By that point, all signs had pointed to a Florida Collegiate Summer League trophy. The River Rats had already won the regular season championship, nipping the Winter Park Diamond Dawgs in the final weekend of the season. Then they destroyed the Leesburg Lightning 15-3 and 8-4 in the semifinal best-of-three series in the last week of July, propelled by home runs by Hunter Melton, Jhalan Jackson and Jordan Robinson in just the second game alone. Melton would have six RBI in the series. Robinson knocked in five.

Meanwhile the Dawgs, who had narrowly escaped a 5-4 win over the Winter Garden Squeeze to end the regular season, had no trouble at all demolishing them in the playoffs, taking them down 8-1 and 5-1.

Jonny Ortiz struck out eight for the Dawgs and only gave up four hits in seven innings of work in game one. His catcher, Casey Schroeder, went two-for-four with three RBI on the night. The next day he would blast a double to help his team to an easy sweep, while the Dawgs’ Devin Raftery struck out seven in seven innings, giving up only a hit in the process.

After the drama-free blowouts that characterized every game of the two-semifinal series, the FCSL’s two perennial contenders surfed into Tropicana Field on Aug. 3 riding their own waves of momentum. Both had shown capable of putting up football-size scores while holding opponents to a run or less. For both teams, the odds looked bright.

Then the lights went out. In a rare weather delay in a domed stadium, the Tampa Bay Rays, who played a game right before the FCSL championship, had to suspend their game for nearly half an hour after lightning knocked out power.

It also seemed to knock out a bit of the power from both teams’ bats, as the Rats, who had scored 23 runs in the past two games combined, only plated three until the bottom of the ninth, and the Dawgs, typically given to torrents of runs in a single inning, only saw trickles.

But the Rats’ three early runs gave them the lead for the majority of the game until the Dawgs found their bats again in the sixth inning and got help from two errors to take the a lead they’d never relinquish.

“It was a great game,” FCSL President Rob Sitz said. “The two best teams all year and the two best pitchers.”

REQUIRED ACTIONS:
1. Answer these questions using the article on the league playoffs:
(a) By what scores did the River Rats beat the Leesburg Lightning in the semifinal series?
(b) How many batters did Jonny Ortiz strike out in game one?
(c) On what date did the two teams arrive at Tropicana Field?
2. Can you summarize the article on the league playoffs in two sentences?

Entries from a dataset

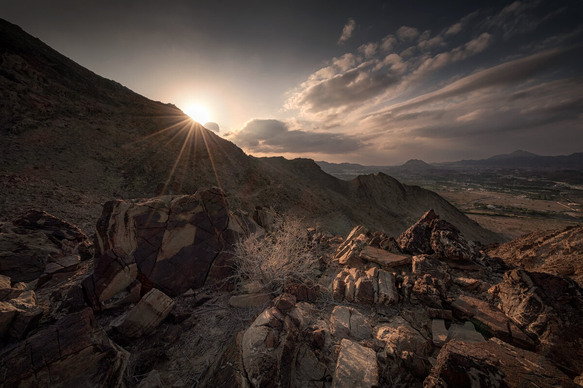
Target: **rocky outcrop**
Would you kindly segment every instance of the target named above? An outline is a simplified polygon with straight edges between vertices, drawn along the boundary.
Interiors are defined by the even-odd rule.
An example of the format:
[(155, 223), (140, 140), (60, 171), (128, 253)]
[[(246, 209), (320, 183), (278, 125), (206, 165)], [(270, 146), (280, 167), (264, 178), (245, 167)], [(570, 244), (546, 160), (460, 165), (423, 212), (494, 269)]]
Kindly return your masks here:
[(110, 201), (97, 222), (96, 254), (121, 248), (135, 261), (146, 290), (179, 295), (231, 273), (229, 252), (244, 224), (242, 214), (230, 223), (224, 194), (216, 187), (192, 195)]
[(583, 226), (535, 232), (486, 252), (527, 270), (568, 276), (583, 287)]
[(152, 331), (168, 316), (174, 302), (162, 291), (152, 289), (111, 326), (127, 337), (139, 338)]
[(574, 280), (543, 272), (506, 272), (493, 293), (500, 308), (537, 342), (536, 351), (574, 376), (583, 373), (583, 290)]
[(117, 247), (96, 258), (93, 273), (83, 280), (83, 287), (93, 309), (136, 303), (141, 289), (137, 276), (134, 258)]
[(378, 383), (374, 351), (343, 339), (332, 380), (332, 388), (372, 388)]
[(499, 340), (449, 341), (441, 348), (424, 388), (473, 386), (580, 387), (549, 359)]
[(435, 254), (440, 259), (469, 260), (481, 254), (475, 244), (461, 235), (459, 230), (441, 220), (433, 209), (397, 239), (403, 252), (413, 255)]
[(470, 319), (478, 331), (526, 349), (533, 349), (534, 342), (510, 321), (499, 308), (487, 302), (464, 295), (451, 305), (458, 319)]
[(3, 386), (106, 387), (121, 385), (129, 354), (86, 309), (68, 315), (0, 354)]
[(392, 304), (399, 296), (392, 272), (373, 268), (366, 272), (356, 268), (340, 271), (331, 284), (335, 300), (362, 304)]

TASK-BY-TASK ANSWERS:
1.
(a) 15-3 and 8-4
(b) Eight
(c) Aug. 3

2. After winning the regular season title and routing the Leesburg Lightning in the semifinals, the River Rats met the Winter Park Diamond Dawgs, who had also swept their semifinal series, in the FCSL championship at Tropicana Field on Aug. 3. Following a lightning-caused power outage that delayed the preceding Rays game, both offenses were subdued, and the Rats' three early runs held the lead until the Dawgs rallied in the sixth inning with help from two errors and never gave up the lead.